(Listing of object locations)
——

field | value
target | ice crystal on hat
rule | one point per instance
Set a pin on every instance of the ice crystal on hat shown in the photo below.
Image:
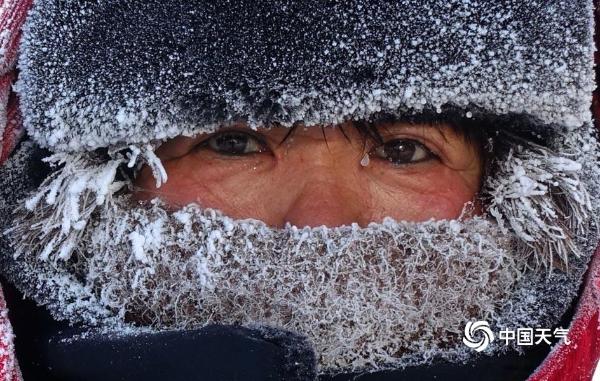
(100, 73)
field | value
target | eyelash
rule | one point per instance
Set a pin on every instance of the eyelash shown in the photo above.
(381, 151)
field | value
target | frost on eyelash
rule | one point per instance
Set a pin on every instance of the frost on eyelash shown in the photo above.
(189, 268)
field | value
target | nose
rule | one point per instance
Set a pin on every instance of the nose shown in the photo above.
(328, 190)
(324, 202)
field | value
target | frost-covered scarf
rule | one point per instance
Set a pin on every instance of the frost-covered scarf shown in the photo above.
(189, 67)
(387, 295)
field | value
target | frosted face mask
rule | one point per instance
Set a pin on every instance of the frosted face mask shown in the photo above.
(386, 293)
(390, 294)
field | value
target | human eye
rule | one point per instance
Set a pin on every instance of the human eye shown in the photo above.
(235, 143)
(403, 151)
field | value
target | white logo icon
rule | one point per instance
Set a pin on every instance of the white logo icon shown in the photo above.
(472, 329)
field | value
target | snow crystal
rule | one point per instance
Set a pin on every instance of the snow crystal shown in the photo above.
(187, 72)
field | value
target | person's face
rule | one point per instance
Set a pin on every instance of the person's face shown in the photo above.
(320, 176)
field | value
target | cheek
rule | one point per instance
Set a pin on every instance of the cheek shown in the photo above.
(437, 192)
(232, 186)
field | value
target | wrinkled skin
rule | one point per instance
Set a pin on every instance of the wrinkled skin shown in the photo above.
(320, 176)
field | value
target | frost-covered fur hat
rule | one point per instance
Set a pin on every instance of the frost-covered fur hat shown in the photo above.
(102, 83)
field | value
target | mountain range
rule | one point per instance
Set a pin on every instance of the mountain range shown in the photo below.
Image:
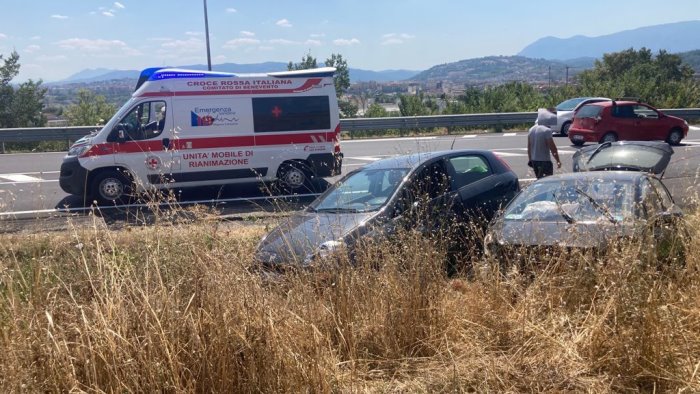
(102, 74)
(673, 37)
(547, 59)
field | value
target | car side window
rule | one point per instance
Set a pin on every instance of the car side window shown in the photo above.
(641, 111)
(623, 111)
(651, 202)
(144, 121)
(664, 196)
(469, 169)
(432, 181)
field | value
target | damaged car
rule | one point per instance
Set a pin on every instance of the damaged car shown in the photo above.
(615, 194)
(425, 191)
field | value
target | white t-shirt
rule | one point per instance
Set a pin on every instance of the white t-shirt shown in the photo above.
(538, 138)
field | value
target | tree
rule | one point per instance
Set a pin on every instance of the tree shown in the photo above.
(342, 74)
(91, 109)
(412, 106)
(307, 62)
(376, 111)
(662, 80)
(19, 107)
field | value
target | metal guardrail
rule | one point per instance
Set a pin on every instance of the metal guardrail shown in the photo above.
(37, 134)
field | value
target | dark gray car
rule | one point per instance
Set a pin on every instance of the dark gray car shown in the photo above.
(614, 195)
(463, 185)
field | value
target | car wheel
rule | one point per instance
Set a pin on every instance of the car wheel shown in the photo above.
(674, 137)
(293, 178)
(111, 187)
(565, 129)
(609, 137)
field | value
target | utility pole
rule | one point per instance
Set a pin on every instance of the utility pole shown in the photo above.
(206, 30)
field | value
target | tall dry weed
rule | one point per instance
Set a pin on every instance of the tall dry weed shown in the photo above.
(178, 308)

——

Find every line in the listing above that contains the word "utility", with case counting, and copy each one.

target | utility pole
Set a pin on every instance of the utility pole shown in the photo above.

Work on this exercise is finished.